## WORK INSTRUCTIONS
Which lines in the records contain the string "green", with case counting? Copy each of those lines.
** Begin DATA FOR THIS EXERCISE **
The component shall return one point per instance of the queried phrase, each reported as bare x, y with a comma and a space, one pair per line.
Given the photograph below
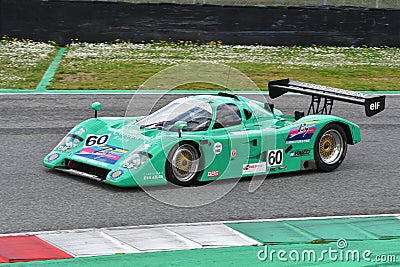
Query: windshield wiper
159, 123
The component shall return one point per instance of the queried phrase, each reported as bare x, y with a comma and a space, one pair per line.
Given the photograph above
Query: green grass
127, 66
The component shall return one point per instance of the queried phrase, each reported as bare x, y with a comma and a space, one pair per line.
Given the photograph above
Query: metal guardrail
355, 3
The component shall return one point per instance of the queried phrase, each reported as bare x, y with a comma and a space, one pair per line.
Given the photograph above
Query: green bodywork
260, 145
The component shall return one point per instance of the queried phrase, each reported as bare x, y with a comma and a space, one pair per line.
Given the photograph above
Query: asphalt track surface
34, 198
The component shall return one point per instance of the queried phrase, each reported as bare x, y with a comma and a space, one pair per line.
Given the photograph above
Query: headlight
136, 160
70, 141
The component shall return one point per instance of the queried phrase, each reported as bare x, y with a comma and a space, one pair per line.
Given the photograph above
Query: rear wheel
330, 147
182, 164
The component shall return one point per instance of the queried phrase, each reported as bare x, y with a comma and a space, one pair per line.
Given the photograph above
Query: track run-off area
** End DATA FOR THIS EXERCISE **
## TASK ANSWER
Query: green grass
Query: green bodywork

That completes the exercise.